## DATASET RECORDS:
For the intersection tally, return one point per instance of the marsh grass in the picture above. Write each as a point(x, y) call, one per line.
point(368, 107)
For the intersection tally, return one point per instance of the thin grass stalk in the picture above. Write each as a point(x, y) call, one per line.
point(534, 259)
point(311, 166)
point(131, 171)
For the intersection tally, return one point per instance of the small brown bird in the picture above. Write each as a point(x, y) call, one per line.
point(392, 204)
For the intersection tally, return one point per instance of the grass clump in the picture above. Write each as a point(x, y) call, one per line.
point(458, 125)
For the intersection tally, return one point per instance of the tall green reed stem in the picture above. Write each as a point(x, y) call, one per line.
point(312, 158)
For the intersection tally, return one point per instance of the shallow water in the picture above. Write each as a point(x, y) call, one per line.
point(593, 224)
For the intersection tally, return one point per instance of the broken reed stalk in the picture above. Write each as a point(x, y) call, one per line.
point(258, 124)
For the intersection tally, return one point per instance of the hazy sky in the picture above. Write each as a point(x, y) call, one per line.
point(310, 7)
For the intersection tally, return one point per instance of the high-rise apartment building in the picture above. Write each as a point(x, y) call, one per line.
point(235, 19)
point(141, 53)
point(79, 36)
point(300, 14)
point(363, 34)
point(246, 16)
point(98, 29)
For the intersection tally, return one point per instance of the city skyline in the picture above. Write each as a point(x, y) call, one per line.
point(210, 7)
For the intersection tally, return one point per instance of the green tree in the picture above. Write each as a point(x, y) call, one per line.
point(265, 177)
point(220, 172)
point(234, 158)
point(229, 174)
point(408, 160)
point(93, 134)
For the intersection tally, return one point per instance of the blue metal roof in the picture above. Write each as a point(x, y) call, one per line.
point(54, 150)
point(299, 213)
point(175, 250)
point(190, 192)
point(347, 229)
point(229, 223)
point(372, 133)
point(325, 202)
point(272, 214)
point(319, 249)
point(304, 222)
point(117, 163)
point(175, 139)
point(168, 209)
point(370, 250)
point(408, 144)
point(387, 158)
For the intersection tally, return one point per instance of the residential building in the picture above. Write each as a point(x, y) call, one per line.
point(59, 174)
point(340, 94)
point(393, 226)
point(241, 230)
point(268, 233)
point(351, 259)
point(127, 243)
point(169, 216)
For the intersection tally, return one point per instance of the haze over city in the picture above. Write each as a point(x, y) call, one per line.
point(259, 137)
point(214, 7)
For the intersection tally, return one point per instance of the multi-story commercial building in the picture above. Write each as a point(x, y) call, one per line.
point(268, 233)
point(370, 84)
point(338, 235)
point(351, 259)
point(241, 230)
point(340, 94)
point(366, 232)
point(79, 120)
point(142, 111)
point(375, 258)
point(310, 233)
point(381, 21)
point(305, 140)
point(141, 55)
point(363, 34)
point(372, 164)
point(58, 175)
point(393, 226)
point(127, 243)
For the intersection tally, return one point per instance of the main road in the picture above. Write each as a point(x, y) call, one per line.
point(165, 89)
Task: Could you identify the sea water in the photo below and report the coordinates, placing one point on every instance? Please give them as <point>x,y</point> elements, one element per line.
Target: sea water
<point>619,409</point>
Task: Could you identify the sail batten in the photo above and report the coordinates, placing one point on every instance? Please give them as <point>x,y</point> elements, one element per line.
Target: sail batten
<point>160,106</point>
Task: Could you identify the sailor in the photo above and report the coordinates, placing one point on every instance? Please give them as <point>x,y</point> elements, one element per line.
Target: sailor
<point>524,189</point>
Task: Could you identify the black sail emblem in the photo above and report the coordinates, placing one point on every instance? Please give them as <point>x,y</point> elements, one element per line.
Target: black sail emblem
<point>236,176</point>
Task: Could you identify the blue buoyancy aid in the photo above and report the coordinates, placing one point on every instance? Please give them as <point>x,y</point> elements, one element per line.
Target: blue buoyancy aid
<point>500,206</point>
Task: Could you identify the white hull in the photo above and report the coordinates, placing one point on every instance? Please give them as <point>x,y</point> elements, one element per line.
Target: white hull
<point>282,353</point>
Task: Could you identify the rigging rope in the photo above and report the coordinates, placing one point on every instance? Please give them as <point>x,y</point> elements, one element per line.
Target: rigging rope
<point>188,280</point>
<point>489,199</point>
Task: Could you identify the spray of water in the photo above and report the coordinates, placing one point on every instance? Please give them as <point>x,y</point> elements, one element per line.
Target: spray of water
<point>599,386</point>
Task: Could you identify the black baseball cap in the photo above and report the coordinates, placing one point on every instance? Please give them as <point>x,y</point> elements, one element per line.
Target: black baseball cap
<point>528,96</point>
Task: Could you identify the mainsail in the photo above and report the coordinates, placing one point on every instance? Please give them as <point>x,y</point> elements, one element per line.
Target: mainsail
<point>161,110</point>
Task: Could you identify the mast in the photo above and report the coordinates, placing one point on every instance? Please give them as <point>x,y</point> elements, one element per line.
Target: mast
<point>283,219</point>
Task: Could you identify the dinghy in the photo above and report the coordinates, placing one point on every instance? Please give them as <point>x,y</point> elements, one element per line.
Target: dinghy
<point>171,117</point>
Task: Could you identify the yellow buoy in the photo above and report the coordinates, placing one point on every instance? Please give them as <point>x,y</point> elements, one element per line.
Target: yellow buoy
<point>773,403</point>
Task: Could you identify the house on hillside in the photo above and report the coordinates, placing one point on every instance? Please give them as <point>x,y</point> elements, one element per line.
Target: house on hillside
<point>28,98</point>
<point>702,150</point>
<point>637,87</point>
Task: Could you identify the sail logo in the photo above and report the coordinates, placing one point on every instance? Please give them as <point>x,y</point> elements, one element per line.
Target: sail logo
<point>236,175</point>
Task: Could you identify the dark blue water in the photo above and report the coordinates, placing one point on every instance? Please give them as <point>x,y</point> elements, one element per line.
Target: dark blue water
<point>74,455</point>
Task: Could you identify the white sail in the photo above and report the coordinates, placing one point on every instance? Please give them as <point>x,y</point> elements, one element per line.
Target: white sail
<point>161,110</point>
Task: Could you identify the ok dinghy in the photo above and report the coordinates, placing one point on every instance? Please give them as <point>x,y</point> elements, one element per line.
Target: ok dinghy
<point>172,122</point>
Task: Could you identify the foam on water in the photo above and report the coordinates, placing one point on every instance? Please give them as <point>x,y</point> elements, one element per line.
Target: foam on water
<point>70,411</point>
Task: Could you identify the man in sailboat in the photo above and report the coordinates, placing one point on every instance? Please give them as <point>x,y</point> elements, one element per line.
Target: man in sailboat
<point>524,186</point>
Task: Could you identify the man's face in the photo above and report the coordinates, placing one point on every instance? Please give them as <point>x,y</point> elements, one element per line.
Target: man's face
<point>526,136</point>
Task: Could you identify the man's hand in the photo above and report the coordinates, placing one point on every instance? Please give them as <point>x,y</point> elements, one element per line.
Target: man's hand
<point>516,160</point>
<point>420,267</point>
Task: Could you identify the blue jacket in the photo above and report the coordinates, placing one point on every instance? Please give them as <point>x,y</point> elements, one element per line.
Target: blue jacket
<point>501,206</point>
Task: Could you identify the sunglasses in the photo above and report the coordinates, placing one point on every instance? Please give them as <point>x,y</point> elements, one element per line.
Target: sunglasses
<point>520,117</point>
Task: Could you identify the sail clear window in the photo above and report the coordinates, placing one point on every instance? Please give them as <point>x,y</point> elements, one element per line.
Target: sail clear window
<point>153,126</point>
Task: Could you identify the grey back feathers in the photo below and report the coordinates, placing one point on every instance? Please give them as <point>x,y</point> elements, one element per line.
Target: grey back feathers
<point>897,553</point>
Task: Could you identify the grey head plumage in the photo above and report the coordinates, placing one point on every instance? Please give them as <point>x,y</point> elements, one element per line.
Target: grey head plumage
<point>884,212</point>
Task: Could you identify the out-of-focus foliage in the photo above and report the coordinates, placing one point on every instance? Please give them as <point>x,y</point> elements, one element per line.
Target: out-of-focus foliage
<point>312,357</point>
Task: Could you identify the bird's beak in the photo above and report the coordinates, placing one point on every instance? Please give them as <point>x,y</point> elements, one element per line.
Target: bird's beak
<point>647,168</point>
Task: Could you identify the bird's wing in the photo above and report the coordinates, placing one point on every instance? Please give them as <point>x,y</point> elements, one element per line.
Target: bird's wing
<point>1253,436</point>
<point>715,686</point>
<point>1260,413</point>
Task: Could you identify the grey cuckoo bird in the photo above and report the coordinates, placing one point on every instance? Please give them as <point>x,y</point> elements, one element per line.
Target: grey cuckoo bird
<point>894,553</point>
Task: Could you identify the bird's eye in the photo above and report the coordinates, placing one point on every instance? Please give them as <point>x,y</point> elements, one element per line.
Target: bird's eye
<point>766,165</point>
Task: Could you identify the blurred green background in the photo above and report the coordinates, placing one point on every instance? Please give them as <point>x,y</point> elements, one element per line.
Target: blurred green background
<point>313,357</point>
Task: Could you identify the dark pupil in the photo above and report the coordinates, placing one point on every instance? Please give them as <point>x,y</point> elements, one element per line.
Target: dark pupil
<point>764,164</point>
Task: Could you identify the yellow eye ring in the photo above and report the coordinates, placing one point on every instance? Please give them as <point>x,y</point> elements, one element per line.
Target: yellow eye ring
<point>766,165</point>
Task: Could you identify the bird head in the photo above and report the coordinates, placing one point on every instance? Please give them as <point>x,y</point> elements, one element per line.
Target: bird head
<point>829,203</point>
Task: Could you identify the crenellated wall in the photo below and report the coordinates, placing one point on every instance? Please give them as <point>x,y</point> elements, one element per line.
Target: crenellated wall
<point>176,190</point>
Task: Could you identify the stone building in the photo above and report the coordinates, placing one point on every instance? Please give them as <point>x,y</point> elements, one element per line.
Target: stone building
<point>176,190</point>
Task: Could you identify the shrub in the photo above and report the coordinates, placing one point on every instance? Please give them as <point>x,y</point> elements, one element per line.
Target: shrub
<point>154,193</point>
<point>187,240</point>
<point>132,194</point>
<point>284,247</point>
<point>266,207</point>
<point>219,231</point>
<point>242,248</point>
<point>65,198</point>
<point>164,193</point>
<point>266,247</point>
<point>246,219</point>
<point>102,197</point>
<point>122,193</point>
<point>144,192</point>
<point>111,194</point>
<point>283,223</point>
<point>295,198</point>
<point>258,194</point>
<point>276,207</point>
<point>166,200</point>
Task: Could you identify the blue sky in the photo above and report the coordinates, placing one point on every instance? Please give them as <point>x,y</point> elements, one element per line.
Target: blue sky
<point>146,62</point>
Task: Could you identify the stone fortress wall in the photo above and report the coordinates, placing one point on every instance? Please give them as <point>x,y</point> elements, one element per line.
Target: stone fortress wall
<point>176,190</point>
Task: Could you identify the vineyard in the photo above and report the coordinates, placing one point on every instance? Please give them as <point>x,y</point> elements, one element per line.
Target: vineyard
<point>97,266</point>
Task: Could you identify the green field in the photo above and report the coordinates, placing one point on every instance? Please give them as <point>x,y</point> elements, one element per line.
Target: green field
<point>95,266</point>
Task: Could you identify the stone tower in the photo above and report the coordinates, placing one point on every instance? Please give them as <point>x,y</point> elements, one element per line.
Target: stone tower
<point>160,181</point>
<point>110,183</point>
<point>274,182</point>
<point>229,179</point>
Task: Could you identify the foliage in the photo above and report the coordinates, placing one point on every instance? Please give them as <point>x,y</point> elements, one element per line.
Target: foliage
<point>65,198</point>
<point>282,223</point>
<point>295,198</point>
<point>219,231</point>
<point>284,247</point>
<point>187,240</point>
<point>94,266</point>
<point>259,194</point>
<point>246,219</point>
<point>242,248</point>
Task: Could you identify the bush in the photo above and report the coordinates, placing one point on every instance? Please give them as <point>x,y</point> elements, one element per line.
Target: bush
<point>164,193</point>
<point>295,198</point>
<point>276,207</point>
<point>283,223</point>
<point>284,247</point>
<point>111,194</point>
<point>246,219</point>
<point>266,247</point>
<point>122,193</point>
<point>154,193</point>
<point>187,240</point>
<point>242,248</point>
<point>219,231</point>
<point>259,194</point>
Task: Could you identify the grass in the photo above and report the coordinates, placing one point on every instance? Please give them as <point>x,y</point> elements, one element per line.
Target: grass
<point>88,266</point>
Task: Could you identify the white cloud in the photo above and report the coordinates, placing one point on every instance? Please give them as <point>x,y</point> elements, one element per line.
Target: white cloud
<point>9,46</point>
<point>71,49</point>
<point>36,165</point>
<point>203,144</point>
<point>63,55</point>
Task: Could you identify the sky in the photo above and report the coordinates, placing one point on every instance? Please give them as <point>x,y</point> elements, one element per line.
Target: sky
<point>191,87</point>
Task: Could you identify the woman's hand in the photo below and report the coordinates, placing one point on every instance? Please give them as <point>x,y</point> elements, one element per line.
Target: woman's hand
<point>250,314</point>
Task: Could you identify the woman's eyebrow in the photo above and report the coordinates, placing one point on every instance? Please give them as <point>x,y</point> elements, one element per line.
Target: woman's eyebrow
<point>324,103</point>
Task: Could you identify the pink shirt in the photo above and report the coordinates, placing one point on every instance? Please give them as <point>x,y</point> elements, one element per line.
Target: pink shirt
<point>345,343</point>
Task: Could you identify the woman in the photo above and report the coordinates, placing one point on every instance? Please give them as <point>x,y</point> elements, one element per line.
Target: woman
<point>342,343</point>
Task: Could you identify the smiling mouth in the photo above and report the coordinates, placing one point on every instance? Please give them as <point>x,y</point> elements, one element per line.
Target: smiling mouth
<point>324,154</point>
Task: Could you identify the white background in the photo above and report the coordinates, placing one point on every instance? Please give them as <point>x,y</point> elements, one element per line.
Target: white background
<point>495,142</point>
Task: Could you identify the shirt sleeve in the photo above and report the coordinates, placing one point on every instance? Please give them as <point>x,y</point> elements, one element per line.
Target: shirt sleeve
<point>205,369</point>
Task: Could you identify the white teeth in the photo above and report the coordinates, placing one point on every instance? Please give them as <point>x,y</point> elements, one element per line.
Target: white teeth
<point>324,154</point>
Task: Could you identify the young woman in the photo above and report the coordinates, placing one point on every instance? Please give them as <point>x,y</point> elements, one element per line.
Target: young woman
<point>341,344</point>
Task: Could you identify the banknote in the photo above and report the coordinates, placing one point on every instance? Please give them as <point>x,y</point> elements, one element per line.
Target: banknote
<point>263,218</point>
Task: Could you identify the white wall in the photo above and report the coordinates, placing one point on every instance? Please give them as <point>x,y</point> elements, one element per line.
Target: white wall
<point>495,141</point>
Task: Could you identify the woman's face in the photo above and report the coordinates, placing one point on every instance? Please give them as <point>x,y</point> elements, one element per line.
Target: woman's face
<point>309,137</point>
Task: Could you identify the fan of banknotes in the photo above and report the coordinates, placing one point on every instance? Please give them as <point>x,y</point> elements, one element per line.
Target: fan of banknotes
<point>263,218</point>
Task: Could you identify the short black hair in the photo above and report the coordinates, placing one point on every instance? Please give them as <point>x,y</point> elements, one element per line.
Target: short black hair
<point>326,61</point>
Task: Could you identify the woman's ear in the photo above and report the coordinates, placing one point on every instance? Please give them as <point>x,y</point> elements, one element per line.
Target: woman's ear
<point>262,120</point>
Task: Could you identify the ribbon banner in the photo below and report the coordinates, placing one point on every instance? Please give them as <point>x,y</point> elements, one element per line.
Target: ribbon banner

## PROBLEM DESCRIPTION:
Rewrite the stretch from the start of the listing through the line containing "point(131, 171)", replacing "intersection tally" with "crossing count" and leaving everything else unchanged.

## SOLUTION TO THE PROBLEM:
For the crossing count, return one point per instance of the marsh grass in the picture above. Write each as a point(x, y) call, one per line.
point(368, 107)
For the crossing count, return one point per instance of the thin grass stalk in the picture above. Write each as a point(x, y) call, one per line.
point(534, 259)
point(311, 166)
point(131, 171)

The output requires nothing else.